* begin *

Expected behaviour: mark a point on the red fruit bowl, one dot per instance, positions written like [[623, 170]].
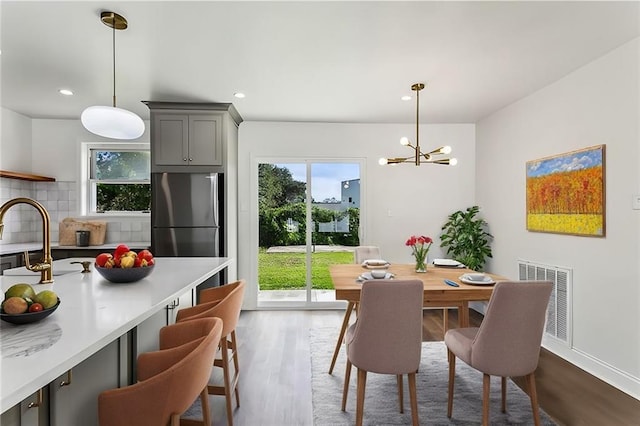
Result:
[[28, 317], [124, 275]]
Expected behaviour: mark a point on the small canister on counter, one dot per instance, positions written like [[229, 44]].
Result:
[[82, 238]]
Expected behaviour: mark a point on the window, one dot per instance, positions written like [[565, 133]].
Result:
[[119, 178]]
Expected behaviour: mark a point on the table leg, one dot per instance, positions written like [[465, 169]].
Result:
[[345, 323], [463, 314]]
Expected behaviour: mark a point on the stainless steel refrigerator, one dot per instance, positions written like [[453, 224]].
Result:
[[187, 215]]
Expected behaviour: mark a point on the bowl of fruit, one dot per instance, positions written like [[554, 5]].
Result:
[[124, 265], [22, 305]]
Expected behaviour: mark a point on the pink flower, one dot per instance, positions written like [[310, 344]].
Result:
[[419, 247]]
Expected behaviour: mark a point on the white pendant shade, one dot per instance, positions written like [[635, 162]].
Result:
[[112, 122]]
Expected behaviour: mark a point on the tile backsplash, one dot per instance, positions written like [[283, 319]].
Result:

* end *

Short problem:
Lay out the stretch of the records from the line containing "Expected behaviour: mark a point on the window, one" through the line containing "[[345, 323], [463, 314]]" as a JSON list of strings, one string per line. Leave out any blank lines.

Expected answer:
[
  "Expected behaviour: mark a point on the window, one dot per instance, positions written like [[565, 133]].",
  "Result:",
  "[[119, 178]]",
  "Expected behaviour: mark a point on the table leg, one dot per instance, positions written like [[465, 169]].",
  "Result:",
  "[[345, 323], [463, 314]]"
]